GIVEN DATA section start
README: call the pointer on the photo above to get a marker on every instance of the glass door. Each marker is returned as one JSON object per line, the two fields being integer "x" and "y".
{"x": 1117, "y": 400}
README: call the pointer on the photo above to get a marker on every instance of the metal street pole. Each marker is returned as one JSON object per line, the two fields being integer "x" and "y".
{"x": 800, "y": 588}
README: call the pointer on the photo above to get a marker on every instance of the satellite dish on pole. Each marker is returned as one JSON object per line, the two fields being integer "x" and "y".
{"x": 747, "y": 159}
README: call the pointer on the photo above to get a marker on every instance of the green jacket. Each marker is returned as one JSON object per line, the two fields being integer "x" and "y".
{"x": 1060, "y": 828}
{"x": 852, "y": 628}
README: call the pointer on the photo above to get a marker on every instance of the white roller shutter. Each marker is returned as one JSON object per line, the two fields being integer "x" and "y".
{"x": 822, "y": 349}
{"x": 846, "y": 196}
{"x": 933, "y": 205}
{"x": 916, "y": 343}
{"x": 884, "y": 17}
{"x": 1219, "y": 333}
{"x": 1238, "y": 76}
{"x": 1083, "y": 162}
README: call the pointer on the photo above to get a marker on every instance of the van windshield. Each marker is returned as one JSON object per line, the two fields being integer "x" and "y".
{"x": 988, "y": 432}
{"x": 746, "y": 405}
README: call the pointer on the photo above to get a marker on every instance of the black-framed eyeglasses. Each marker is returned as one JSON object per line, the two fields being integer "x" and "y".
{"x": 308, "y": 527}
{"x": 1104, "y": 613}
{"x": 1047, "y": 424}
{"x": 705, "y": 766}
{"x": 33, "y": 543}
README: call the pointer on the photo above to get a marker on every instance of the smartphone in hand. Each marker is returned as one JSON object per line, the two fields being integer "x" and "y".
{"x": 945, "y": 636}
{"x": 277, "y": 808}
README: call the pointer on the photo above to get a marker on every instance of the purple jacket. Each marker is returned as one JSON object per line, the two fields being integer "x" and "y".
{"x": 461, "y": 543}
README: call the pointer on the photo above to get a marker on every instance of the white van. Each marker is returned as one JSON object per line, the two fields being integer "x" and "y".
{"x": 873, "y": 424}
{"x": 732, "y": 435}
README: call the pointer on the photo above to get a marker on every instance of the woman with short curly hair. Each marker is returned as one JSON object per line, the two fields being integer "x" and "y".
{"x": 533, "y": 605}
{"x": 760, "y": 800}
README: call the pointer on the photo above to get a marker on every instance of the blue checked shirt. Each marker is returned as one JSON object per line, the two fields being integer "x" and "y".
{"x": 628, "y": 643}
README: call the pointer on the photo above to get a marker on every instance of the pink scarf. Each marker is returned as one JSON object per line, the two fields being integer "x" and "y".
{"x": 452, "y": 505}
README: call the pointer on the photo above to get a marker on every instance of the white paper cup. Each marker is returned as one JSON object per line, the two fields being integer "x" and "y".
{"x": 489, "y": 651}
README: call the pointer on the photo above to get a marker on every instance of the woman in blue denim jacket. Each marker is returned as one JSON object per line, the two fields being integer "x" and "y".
GIVEN DATA section end
*INSTRUCTIONS FOR THE TASK:*
Type out the entries exactly as they appear above.

*RESPONSE TO THIS EXERCISE:*
README: call the pointer on the photo above to get a marker on every instance of the glass door. Each marker is returned as one JSON object per line, the two fields being integer "x" and "y".
{"x": 1117, "y": 400}
README: call the pointer on the photo above to get a marker on every instance of the metal street pole. Each marker is returned as one JSON object per line, the two fields being integer "x" and "y".
{"x": 800, "y": 588}
README: call the pointer on the photo above to get a marker on every instance of the satellite dish on pole. Each marker is returned as one JSON object per line, the two fields being integer "x" and "y".
{"x": 747, "y": 159}
README: call the pointer on the photo above to get a marker on every instance of the green jacket. Each marker is returned as one JSON object per line, the two fields being integer "x" and "y".
{"x": 1060, "y": 828}
{"x": 852, "y": 628}
README: call the pointer on the photo above to get a marker on every instance of the white roller shutter. Each marker is returned as one JSON object per line, the two fields being integer "x" and "y".
{"x": 822, "y": 349}
{"x": 846, "y": 196}
{"x": 933, "y": 205}
{"x": 916, "y": 343}
{"x": 884, "y": 17}
{"x": 1219, "y": 333}
{"x": 1238, "y": 76}
{"x": 1083, "y": 162}
README: call the pointer on the photo above to get a marker on every instance of the van windshield. Each marker is returned as one JSON object per line, the two fields being integer "x" and "y".
{"x": 988, "y": 432}
{"x": 746, "y": 405}
README: call the pointer on the photo above to get a marker on every instance of the black-framed eyeglasses. Each marker is returned as one JSON object per line, the two fields being integer "x" and "y".
{"x": 308, "y": 527}
{"x": 1104, "y": 613}
{"x": 1047, "y": 424}
{"x": 705, "y": 766}
{"x": 33, "y": 543}
README: call the pointer on the photo above to get a marker on every instance of the smartphone in hand. Each marker is returned as one JSON object per line, the two fields being integer "x" and "y".
{"x": 945, "y": 636}
{"x": 277, "y": 808}
README: call the pointer on the photo above to get a marker on every instance of the purple jacket. Each marker is returned as one JSON object per line, the two fields being integer "x" and "y".
{"x": 461, "y": 543}
README: call the pointer on the photo above to get a marker on every instance of the white van. Each marker is returned as one JSON object per line, the two fields being integer "x" and "y".
{"x": 873, "y": 424}
{"x": 732, "y": 435}
README: call the pointer on the photo above to get a marker on every instance of the woman with short curly hair. Each marker is returned as one JSON object per line, the two fields being integer "x" and "y".
{"x": 533, "y": 605}
{"x": 760, "y": 800}
README: call the pointer on the photo above to get a marker on every instance of the blue checked shirt. Each marker is returned as one JSON object per line, the two fields being integer "x" and "y".
{"x": 628, "y": 643}
README: call the pointer on the photo above to get a marker on every instance of the pink scarf. Each marker is returned as one JSON object per line, the two fields being integer "x" and "y".
{"x": 452, "y": 505}
README: call the pointer on the photo above to get a marker on every instance of the white paper cup. Each marker is returned as one JSON object per line, the two fields being integer "x" and "y".
{"x": 489, "y": 651}
README: call the pointer on the photo above to get a marker on every instance of the woman in blue denim jacket. Each marker is returned as one JSON object per line, the two fields being integer "x" and "y".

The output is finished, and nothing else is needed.